Dataset entries:
════

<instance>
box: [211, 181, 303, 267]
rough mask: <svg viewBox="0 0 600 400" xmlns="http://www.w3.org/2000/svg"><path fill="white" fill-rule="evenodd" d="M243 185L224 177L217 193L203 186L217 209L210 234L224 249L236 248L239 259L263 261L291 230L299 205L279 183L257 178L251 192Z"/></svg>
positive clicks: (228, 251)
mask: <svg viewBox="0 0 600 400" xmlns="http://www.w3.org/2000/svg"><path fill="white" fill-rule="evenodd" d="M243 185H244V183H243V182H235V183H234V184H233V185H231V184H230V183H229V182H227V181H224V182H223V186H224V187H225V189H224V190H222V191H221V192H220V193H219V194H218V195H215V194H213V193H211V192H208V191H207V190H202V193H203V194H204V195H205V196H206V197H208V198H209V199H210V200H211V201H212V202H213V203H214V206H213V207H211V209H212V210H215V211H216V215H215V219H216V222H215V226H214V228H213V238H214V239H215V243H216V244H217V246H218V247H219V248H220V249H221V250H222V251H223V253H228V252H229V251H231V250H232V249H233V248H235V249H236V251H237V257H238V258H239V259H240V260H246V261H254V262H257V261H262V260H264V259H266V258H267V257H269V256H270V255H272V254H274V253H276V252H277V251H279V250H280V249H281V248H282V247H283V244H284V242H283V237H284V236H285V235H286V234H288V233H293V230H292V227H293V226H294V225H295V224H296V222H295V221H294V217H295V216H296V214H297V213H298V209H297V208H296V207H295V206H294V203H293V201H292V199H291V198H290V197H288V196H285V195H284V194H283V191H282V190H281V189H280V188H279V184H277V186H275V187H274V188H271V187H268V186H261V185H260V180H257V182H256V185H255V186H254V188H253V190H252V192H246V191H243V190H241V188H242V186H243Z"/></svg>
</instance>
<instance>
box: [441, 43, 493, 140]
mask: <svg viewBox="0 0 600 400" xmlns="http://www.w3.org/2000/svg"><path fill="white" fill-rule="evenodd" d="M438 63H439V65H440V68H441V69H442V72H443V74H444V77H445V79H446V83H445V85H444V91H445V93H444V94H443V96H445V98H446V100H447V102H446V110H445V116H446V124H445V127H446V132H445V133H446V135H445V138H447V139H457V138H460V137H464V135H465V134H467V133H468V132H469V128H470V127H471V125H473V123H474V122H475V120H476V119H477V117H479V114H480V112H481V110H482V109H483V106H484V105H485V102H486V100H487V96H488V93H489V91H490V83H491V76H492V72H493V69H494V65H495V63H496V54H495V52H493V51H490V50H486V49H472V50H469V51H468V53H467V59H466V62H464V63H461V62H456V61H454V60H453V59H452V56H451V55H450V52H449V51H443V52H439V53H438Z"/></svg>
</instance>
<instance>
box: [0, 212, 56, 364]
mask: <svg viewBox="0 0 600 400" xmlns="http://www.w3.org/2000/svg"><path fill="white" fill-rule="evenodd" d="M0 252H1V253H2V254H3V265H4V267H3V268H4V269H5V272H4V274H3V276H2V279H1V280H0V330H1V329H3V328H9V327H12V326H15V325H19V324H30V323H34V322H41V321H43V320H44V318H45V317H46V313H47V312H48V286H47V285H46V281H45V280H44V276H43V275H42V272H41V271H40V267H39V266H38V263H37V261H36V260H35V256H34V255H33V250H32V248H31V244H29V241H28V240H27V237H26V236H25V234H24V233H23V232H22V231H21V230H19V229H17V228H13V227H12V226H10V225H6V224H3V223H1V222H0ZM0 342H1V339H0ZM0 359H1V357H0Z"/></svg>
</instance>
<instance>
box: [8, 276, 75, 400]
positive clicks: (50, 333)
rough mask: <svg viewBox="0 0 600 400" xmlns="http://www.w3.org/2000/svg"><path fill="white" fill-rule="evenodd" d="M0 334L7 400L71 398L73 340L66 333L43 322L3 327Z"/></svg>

════

▶ Task statement
Lines holding the word "rough" are the answer; copy every one from the records above.

▶ Problem solution
rough mask: <svg viewBox="0 0 600 400" xmlns="http://www.w3.org/2000/svg"><path fill="white" fill-rule="evenodd" d="M243 185L224 177L217 193L203 186L217 209L210 234L224 249L236 248L239 259L263 261L291 230L299 205L279 183L257 178L251 192Z"/></svg>
rough mask: <svg viewBox="0 0 600 400" xmlns="http://www.w3.org/2000/svg"><path fill="white" fill-rule="evenodd" d="M0 334L7 400L71 398L73 340L66 333L43 322L3 327Z"/></svg>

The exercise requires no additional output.